■ INSTRUCTIONS FOR THE TASK:
In the data that follows, how many lines contain the word "dark"? Give only that number.

*** Opening TASK INPUT ***

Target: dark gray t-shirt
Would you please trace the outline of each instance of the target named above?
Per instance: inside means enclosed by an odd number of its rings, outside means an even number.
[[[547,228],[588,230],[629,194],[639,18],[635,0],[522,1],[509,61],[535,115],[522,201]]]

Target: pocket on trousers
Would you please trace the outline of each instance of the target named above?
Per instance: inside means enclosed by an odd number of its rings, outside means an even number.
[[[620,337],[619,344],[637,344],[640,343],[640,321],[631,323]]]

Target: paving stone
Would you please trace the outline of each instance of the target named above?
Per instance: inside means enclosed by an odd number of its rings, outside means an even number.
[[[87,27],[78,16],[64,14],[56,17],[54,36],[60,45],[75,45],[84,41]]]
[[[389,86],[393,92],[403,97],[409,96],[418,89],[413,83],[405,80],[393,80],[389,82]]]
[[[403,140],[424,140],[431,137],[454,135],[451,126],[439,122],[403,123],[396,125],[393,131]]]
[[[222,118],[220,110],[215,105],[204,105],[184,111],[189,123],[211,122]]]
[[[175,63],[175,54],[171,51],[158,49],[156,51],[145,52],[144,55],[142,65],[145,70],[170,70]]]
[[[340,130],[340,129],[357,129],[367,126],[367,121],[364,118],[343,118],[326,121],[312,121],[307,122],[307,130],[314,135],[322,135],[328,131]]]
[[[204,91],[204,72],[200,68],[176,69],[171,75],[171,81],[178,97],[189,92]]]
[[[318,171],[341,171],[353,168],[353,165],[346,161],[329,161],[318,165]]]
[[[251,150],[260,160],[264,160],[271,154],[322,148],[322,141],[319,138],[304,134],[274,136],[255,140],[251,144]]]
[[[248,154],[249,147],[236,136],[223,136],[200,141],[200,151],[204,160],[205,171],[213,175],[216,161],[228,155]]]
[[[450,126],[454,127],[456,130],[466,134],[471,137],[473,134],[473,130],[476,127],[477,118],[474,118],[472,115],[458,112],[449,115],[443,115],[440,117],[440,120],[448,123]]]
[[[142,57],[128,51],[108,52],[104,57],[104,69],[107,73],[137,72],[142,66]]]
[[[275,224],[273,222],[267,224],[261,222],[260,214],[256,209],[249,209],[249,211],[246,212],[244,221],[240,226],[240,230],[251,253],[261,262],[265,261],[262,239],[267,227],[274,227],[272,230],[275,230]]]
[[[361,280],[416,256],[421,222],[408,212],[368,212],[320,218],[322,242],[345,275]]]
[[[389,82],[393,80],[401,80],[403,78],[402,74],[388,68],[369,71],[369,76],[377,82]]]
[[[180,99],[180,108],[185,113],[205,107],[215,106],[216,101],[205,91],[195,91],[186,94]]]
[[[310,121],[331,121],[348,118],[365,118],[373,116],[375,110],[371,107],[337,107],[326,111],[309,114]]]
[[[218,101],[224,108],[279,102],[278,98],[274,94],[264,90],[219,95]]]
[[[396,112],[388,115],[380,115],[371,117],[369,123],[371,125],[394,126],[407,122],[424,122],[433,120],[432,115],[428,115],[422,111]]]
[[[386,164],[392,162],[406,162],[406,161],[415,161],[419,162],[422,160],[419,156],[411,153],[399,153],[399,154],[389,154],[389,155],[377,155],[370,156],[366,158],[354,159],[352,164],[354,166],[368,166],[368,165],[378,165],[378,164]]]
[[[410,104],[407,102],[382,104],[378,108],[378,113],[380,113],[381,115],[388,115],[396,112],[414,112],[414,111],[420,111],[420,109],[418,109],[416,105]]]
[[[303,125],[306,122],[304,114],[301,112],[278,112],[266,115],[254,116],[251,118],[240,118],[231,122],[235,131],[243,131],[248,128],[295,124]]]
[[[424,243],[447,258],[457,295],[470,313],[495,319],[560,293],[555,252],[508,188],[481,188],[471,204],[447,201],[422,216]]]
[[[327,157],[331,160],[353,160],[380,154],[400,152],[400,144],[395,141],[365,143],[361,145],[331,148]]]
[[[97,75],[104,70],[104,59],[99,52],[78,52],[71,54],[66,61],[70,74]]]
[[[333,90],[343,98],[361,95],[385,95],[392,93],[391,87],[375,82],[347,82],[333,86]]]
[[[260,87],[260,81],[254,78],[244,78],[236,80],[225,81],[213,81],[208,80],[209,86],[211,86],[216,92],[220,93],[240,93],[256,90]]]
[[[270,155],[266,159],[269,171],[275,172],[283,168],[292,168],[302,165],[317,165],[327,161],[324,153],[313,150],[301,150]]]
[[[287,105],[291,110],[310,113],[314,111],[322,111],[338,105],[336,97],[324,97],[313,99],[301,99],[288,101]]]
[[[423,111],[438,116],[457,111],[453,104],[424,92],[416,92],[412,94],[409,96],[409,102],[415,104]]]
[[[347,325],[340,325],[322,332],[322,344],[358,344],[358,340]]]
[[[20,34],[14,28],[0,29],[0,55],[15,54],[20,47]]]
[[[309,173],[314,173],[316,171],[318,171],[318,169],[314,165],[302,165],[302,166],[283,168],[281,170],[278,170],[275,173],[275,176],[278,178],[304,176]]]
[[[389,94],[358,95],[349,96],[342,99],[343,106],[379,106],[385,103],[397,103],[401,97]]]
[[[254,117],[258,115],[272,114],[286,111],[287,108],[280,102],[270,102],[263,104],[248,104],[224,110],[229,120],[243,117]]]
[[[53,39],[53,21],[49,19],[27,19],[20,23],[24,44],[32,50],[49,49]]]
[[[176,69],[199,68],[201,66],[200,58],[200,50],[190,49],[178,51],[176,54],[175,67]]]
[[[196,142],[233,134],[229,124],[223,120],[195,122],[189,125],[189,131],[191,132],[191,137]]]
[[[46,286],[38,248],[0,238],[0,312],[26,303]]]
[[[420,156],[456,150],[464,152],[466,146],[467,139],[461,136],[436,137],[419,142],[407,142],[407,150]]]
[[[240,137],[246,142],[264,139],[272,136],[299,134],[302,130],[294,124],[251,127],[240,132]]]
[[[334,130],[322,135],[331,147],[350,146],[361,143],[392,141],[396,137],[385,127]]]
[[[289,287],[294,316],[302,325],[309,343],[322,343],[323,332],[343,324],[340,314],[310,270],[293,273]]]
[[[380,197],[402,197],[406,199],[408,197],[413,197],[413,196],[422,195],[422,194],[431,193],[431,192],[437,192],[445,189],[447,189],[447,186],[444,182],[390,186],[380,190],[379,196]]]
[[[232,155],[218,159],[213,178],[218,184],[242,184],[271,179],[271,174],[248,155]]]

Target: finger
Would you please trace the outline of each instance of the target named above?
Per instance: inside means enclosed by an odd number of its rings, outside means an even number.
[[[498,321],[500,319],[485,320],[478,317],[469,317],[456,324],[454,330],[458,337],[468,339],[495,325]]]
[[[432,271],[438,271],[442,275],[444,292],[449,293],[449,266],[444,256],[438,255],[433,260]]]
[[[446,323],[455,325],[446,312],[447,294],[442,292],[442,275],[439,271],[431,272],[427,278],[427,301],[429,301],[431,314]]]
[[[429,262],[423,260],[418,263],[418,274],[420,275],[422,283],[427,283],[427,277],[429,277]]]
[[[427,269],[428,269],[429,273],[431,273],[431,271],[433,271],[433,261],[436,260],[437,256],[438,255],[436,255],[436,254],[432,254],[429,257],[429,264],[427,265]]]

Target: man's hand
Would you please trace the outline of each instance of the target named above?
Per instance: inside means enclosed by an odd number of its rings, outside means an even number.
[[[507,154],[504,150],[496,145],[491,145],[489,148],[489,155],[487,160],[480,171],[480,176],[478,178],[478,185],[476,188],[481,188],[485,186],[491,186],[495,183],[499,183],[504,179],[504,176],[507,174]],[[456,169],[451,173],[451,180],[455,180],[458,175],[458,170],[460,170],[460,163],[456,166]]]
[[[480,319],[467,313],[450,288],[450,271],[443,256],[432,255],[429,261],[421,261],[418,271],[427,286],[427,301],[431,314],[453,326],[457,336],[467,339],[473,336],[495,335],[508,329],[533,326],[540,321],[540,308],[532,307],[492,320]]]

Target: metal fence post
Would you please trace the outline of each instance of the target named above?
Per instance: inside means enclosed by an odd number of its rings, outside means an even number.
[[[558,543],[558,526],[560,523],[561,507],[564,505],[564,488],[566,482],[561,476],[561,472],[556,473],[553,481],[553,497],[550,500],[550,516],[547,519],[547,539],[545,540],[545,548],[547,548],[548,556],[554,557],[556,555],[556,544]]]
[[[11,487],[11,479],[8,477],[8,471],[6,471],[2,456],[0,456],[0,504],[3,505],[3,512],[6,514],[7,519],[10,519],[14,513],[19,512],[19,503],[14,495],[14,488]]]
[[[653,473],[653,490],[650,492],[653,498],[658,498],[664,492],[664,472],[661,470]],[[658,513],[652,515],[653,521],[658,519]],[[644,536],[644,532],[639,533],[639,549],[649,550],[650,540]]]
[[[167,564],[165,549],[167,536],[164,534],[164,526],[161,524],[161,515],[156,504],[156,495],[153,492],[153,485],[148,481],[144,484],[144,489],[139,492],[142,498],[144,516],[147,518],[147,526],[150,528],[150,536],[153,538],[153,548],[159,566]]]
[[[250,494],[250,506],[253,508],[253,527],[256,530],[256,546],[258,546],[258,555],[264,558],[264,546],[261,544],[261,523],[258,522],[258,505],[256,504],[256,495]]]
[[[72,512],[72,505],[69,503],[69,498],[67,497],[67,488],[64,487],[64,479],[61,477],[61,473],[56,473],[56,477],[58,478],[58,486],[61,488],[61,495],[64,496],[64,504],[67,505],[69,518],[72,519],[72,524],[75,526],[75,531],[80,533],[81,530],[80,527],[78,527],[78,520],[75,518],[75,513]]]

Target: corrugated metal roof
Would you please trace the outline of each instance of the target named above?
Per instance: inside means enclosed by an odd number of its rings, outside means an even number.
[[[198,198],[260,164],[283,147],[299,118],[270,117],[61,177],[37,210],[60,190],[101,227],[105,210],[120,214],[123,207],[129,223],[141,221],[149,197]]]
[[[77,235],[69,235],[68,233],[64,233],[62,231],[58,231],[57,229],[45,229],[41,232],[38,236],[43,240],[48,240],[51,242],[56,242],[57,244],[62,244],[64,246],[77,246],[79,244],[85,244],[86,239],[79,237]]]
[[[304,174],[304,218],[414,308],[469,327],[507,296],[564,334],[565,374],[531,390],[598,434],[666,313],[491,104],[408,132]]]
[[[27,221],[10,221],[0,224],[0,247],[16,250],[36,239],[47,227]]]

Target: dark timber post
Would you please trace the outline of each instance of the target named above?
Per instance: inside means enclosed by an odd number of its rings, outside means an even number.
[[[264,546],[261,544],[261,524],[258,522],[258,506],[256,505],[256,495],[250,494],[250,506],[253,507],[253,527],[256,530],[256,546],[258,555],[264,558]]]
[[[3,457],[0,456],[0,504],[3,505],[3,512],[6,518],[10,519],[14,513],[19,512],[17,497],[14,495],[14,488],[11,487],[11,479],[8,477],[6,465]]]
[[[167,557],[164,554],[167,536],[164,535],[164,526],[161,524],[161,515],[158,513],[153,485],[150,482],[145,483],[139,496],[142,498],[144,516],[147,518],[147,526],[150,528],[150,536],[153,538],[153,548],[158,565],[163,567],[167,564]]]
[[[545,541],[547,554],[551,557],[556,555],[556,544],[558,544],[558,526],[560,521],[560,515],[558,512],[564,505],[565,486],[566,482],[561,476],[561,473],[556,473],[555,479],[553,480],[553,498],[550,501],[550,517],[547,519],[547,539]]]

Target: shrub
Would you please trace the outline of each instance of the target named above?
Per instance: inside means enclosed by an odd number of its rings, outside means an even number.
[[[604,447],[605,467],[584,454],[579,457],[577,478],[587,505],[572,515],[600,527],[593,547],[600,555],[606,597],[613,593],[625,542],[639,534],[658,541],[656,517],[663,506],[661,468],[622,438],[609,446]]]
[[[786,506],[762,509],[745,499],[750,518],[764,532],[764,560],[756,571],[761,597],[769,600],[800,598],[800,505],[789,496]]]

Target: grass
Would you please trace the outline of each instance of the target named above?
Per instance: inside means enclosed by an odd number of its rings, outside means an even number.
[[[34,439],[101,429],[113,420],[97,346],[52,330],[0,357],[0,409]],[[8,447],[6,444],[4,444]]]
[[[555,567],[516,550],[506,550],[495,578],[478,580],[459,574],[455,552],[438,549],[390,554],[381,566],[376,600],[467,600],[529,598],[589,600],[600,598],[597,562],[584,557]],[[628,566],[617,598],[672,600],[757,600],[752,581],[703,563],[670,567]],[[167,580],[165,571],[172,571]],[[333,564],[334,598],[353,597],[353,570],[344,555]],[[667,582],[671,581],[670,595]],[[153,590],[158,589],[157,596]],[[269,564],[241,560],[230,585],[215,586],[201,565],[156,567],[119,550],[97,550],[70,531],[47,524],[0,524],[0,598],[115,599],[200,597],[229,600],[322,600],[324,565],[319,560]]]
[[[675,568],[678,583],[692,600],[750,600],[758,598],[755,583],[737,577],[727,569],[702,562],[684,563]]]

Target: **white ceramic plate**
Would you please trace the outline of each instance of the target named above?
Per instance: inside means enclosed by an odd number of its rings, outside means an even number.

*** Closing TASK INPUT ***

■ RESULT OF THIS TASK:
2